The fifth panel, on which Randolfe Wicker sat, included a former Dean of the Stanford Medical School, the CEO of the National Organization for Rare Disorders, Chairman of the Juvenile Diabetes Foundation International, and the Executive Director of the Alliance for Aging Research.

The hearings were videotaped and began showing at 12 a.m. this morning. A C-Span- 2 cameraman predicted the hearings would also be shown in their entirety not only early this morning on C-Span-2, but at least twice during the weekend. C-Span radio broadcast the hearings live.

Before elaborating on a summary of his testimony distributed to the Committee members, Wicker expressed a "special appreciation" for being given the opportunity to appear.

"The opinions we represent," Wicker assured the Congressmen, "rarely get a hearing, especially in halls such as these."

GayToday's recent news story (" 'Ban Human Cloning' Cry Erupts in U.S. Senate," Gay Today archives, World features, February 11) was attached to each summary distributed to the committee members and the press.

Immediately after reading the "Clone Bill of Rights" Wicker took pains to note that he and two others who supported human cloning opposed both the Feinstein-Kennedy Democratic bill and the Frist-Bond Republican bill.

"I want to emphasize that my statements making a choice in favor of the Feinstein bill was the choice of 'the lesser evil' Wicker declared. "It was the least destructive to scientific research. But otherwise, from our point of view, it's life choosing death by lethal injection a-la-Feinstein, over choosing death by fire a-la-Frist."

Wicker told GayToday that "we have been sharply criticized by several supporters for the 'accomodationist' statements which were included in the February 11 GayToday article."

- _Dataset_
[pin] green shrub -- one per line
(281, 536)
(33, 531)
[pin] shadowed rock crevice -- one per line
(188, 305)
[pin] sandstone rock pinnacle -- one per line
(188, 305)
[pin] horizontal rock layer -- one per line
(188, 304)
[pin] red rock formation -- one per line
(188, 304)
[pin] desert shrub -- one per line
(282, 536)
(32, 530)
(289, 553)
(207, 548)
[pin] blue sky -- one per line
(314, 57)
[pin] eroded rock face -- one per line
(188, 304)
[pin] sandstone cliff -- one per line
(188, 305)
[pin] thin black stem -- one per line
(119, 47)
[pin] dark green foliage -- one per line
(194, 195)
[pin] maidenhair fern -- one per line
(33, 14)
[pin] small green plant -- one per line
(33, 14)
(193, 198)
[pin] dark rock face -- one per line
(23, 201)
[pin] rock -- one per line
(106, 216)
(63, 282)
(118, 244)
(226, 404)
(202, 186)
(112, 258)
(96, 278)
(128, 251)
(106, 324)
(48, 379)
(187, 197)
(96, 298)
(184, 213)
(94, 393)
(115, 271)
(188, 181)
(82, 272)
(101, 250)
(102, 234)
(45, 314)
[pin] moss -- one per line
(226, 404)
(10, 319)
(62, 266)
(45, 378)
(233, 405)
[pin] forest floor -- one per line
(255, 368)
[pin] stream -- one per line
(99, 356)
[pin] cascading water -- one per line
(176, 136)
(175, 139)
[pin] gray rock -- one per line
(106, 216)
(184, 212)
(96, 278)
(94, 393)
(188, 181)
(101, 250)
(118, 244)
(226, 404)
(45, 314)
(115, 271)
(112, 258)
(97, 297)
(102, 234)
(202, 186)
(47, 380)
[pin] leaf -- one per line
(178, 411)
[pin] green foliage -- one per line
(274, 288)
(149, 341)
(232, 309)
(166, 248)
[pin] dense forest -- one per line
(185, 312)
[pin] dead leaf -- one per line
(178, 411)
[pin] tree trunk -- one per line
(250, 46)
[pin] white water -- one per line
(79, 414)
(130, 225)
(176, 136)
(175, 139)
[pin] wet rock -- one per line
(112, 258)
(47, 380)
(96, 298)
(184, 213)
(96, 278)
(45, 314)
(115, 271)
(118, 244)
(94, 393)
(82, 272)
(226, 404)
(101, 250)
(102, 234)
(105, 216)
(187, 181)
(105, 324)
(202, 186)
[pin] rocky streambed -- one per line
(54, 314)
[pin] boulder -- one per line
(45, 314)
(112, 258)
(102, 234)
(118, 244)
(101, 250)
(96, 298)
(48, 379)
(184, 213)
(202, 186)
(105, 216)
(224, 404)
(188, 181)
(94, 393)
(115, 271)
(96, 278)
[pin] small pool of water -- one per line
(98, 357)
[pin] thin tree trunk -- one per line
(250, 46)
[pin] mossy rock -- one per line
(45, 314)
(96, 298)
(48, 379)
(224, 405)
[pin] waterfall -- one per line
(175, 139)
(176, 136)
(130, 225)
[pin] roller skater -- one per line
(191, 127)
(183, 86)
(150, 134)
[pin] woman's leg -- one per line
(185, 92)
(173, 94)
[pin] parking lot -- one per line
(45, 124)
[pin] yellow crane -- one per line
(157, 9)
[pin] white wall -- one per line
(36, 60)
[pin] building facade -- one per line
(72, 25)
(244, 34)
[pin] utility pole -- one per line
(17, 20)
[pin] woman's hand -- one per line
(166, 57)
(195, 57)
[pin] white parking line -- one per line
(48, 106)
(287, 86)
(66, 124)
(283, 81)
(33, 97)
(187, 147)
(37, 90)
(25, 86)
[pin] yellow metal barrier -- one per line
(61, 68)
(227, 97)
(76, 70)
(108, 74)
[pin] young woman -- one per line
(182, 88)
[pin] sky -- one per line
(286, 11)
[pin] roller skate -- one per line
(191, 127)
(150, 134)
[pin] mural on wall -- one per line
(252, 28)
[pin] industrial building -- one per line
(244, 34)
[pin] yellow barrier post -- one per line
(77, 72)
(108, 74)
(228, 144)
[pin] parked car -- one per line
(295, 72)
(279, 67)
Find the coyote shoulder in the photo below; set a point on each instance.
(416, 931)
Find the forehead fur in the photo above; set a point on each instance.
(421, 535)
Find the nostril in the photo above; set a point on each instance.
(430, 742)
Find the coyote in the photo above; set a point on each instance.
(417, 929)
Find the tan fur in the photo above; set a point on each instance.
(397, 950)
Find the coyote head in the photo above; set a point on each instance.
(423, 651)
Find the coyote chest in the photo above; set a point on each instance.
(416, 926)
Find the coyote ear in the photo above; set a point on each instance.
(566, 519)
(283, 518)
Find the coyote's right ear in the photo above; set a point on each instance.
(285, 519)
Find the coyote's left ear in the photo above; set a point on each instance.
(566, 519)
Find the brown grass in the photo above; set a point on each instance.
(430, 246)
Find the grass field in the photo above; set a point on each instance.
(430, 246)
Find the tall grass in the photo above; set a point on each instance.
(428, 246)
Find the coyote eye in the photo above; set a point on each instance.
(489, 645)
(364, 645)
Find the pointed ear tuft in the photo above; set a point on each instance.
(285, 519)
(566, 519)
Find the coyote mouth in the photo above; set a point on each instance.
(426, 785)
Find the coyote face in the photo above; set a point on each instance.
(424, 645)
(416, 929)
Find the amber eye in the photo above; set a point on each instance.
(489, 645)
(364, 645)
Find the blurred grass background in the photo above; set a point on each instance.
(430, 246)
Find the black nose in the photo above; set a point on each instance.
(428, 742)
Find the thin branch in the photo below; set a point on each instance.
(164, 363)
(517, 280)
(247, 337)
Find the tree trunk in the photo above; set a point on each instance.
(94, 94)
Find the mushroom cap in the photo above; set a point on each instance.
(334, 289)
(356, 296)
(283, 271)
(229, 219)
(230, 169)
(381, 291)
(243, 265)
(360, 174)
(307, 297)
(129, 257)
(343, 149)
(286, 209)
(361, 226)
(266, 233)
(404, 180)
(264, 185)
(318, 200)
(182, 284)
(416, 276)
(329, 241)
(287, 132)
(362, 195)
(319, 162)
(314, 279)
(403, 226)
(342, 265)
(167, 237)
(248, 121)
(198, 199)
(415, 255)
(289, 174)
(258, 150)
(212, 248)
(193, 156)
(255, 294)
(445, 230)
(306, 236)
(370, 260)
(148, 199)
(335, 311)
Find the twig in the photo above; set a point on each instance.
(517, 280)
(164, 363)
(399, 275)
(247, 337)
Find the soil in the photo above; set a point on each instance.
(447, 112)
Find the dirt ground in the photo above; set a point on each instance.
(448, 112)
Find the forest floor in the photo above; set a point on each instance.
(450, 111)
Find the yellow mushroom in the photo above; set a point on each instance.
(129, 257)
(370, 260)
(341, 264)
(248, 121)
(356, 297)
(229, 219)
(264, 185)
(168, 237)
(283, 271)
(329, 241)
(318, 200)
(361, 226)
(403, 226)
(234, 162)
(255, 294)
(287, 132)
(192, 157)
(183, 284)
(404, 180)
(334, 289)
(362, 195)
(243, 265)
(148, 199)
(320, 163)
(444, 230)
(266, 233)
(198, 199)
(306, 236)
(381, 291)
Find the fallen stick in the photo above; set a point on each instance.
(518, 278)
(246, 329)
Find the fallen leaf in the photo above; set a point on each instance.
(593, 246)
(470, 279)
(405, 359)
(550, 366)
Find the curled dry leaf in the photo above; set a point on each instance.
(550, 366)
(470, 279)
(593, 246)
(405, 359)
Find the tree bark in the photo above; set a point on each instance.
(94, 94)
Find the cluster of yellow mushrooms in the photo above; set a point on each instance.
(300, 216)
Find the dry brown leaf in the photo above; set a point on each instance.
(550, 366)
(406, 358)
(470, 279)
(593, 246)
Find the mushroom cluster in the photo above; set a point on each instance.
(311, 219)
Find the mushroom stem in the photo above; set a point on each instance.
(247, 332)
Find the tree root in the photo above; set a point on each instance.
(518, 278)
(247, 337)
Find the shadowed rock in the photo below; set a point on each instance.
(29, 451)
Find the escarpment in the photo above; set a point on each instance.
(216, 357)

- _What you need to do_
Copy out the portion of the article on the human cloning hearings that opens with the words "The hearings were" and closes with "and the press.".

- _Written answer_
The hearings were videotaped and began showing at 12 a.m. this morning. A C-Span- 2 cameraman predicted the hearings would also be shown in their entirety not only early this morning on C-Span-2, but at least twice during the weekend. C-Span radio broadcast the hearings live.

Before elaborating on a summary of his testimony distributed to the Committee members, Wicker expressed a "special appreciation" for being given the opportunity to appear.

"The opinions we represent," Wicker assured the Congressmen, "rarely get a hearing, especially in halls such as these."

GayToday's recent news story (" 'Ban Human Cloning' Cry Erupts in U.S. Senate," Gay Today archives, World features, February 11) was attached to each summary distributed to the committee members and the press.